▶ **Exercise**:
Put every one of the entries below into a numbered list, skipping any blank lines and leaving out the pictures.

++++++++++++++++++++

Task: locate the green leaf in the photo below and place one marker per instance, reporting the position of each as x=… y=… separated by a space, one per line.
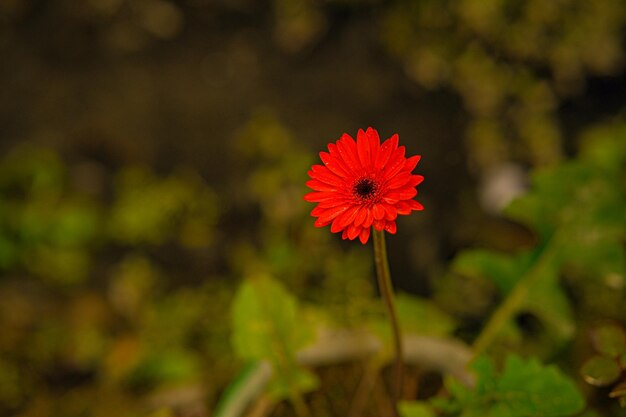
x=524 y=388
x=545 y=298
x=422 y=316
x=415 y=409
x=600 y=371
x=267 y=326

++++++++++++++++++++

▶ **The completed task**:
1. Task: locate the green leaf in the photo below and place one marker per instance, reporting the position of each as x=… y=… separated by a space, one per line.
2. x=524 y=388
3. x=545 y=298
4. x=422 y=316
5. x=415 y=409
6. x=600 y=371
7. x=267 y=326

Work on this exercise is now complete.